→ Passage to read:
========
In [1]:
import re
import numpy as np
import torch

**Dataset Cleaning, Tokenization, and Preprocessing**

Run the setup cell below which has opened and read the ebook of [_Pride and Prejudice_](https://www.gutenberg.org/files/1342/1342-h/1342-h.htm) to the variable `raw_text`. 

**Note**: Due to hardware constraints, we'll only use the full text from **Chapter 1** which we've indexed and saved to the variable `raw_text_ch1`.

We've cleaned and tokenized the text to individual word-based tokens into the following variables:
- `lowered_text` : contains the full raw text where every character is lowercased
- `preprocessed_text` : contains the lowercased text where punctuation marks and special characters are removed
- `tokenized_text` : contains the full text tokenized as a list of word-based tokens

We've also created the vocabularies and obtained the vocabulary size saved as the following variables:
- `w2ix` : vocabulary mapping tokens to their assigned token ID
- `vocab_size` : the vocabulary size of `w2ix`
- `ix2w` : inverse vocabulary mapping token IDs back to its word-based token

Using the vocabulary, we created the variables:
- `tokenized_id_text` : the tokenized text of Chapter 1 mapped to token IDs

Lastly, the bigrams were created into features and labels and saved as the following variables:
- `bigrams_ch1` : contains the bigram pairs as token IDs for the tokenized text of Chapter 1
- `features` : contains the context token for each bigram
- `labels` : contains the target token for each bigram

In [2]:
with open('datasets/book.txt', 'r', encoding='utf-8') as f:
    raw_text = f.read()
========
→ Task prompt: Return the notebook excerpt on preparing the chapter text for bigram training word for word, from start to end. The material that follows has no connection to the text above.

Entries pointing to named objects
========
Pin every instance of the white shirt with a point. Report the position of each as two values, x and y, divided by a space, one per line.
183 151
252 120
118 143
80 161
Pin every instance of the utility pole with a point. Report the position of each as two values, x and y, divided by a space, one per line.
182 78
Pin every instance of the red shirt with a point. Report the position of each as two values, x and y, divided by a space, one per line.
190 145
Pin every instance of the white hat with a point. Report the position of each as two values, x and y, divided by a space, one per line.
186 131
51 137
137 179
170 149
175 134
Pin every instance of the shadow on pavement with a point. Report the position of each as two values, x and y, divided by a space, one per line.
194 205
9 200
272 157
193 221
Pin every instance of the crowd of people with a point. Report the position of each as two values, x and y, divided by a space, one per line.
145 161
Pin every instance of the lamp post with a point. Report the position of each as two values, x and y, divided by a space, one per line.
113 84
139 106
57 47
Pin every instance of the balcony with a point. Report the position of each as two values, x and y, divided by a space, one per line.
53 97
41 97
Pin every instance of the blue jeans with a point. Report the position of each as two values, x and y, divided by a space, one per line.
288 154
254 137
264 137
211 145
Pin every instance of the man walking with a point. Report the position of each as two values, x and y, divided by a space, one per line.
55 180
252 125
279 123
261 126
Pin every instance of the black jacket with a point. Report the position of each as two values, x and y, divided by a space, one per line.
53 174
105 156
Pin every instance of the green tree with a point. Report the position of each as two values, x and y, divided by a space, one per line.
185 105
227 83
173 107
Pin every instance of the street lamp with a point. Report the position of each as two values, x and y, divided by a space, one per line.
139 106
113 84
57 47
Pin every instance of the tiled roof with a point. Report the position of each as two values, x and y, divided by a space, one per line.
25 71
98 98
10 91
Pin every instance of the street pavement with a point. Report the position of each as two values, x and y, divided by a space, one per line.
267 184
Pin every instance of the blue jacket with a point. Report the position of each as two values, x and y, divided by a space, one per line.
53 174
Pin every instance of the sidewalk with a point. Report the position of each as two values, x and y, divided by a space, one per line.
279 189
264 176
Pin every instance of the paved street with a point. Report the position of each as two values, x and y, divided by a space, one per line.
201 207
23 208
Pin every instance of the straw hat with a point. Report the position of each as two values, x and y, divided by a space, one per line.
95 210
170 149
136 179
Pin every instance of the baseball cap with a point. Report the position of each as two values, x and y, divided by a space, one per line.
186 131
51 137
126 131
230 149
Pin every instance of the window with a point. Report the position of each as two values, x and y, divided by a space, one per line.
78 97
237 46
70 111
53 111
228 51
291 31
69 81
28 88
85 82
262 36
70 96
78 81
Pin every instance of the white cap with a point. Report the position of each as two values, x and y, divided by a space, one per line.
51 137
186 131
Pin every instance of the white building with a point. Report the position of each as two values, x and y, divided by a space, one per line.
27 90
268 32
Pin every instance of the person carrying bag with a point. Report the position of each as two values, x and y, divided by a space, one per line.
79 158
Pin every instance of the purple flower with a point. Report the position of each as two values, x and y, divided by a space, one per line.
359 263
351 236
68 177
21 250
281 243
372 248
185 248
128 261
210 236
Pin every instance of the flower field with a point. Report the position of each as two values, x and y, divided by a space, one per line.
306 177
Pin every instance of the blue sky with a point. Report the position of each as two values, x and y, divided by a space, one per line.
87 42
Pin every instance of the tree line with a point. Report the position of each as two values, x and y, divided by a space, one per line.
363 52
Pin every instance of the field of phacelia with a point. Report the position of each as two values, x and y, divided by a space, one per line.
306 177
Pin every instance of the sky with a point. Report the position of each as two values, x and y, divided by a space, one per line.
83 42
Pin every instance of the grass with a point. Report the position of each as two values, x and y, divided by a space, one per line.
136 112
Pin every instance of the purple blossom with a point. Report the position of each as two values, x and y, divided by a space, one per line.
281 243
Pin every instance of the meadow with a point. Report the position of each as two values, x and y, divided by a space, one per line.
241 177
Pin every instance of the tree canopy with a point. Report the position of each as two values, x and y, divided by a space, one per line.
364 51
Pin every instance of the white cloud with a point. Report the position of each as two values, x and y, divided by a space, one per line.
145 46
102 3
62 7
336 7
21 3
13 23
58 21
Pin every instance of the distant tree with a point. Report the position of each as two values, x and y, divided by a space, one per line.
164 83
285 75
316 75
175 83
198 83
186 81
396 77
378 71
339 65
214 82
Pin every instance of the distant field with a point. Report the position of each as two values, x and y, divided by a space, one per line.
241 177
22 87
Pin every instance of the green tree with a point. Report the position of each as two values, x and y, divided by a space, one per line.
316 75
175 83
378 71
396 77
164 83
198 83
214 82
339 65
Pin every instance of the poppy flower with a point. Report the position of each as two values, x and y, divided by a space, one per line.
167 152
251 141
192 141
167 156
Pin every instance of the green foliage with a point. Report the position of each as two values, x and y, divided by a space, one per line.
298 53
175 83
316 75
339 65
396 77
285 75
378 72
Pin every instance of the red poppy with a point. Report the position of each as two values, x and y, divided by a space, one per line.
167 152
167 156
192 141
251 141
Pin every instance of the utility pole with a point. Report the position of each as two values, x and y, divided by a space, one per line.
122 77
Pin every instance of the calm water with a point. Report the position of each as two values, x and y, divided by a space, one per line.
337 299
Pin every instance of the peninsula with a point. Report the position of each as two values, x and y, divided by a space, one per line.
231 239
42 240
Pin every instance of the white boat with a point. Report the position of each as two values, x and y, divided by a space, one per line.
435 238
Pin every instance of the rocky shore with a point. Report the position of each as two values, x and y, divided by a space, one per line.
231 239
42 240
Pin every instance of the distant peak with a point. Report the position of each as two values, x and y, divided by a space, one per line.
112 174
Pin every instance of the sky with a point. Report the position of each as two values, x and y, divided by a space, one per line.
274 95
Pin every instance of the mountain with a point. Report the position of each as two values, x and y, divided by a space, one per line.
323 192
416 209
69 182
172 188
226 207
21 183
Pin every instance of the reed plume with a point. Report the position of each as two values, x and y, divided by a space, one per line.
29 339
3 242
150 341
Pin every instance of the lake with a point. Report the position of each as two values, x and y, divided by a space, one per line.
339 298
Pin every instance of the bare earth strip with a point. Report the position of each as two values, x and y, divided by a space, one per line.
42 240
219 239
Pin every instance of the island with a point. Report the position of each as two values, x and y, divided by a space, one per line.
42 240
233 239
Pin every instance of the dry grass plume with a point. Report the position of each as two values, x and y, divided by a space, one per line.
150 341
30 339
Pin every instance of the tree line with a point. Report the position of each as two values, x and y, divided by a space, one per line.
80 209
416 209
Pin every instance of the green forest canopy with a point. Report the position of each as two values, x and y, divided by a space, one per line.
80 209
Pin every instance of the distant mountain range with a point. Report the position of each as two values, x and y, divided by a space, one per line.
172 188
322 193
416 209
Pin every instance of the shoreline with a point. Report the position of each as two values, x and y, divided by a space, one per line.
========
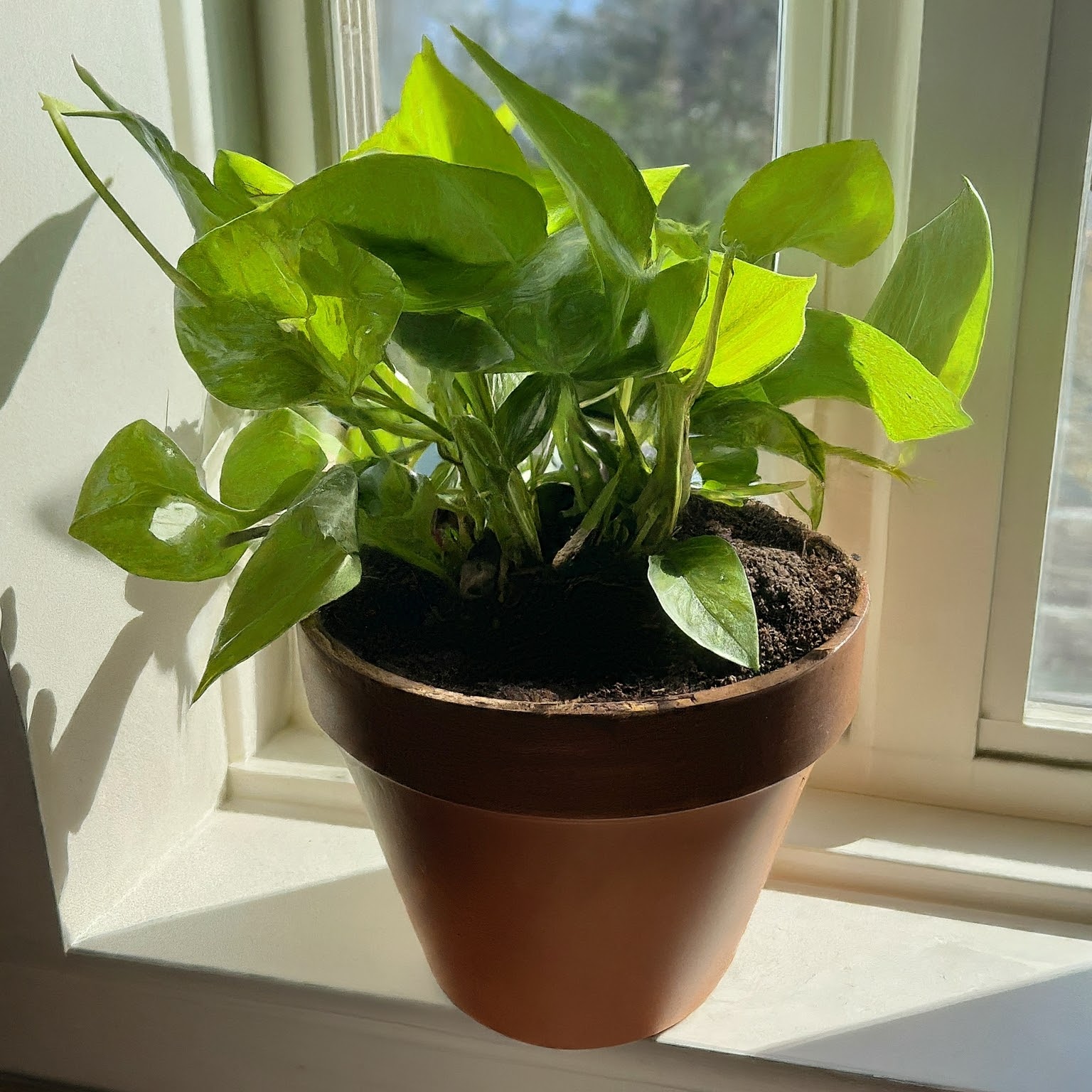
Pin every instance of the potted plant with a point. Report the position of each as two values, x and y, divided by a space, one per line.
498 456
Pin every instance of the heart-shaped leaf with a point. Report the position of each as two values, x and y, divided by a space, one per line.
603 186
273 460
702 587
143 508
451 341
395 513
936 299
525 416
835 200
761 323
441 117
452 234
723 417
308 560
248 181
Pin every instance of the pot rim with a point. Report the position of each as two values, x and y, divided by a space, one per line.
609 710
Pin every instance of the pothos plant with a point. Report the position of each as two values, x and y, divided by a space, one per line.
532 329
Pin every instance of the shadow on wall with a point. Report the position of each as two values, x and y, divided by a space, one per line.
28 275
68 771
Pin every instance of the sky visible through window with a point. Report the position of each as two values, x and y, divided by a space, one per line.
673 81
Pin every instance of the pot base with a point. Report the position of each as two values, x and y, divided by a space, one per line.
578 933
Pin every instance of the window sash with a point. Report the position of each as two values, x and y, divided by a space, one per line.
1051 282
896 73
========
→ Reply to the task:
In [1]:
import re
import numpy as np
import torch

**Dataset Cleaning, Tokenization, and Preprocessing**

Run the setup cell below which has opened and read the ebook of [_Pride and Prejudice_](https://www.gutenberg.org/files/1342/1342-h/1342-h.htm) to the variable `raw_text`. 

**Note**: Due to hardware constraints, we'll only use the full text from **Chapter 1** which we've indexed and saved to the variable `raw_text_ch1`.

We've cleaned and tokenized the text to individual word-based tokens into the following variables:
- `lowered_text` : contains the full raw text where every character is lowercased
- `preprocessed_text` : contains the lowercased text where punctuation marks and special characters are removed
- `tokenized_text` : contains the full text tokenized as a list of word-based tokens

We've also created the vocabularies and obtained the vocabulary size saved as the following variables:
- `w2ix` : vocabulary mapping tokens to their assigned token ID
- `vocab_size` : the vocabulary size of `w2ix`
- `ix2w` : inverse vocabulary mapping token IDs back to its word-based token

Using the vocabulary, we created the variables:
- `tokenized_id_text` : the tokenized text of Chapter 1 mapped to token IDs

Lastly, the bigrams were created into features and labels and saved as the following variables:
- `bigrams_ch1` : contains the bigram pairs as token IDs for the tokenized text of Chapter 1
- `features` : contains the context token for each bigram
- `labels` : contains the target token for each bigram

In [2]:
with open('datasets/book.txt', 'r', encoding='utf-8') as f:
    raw_text = f.read()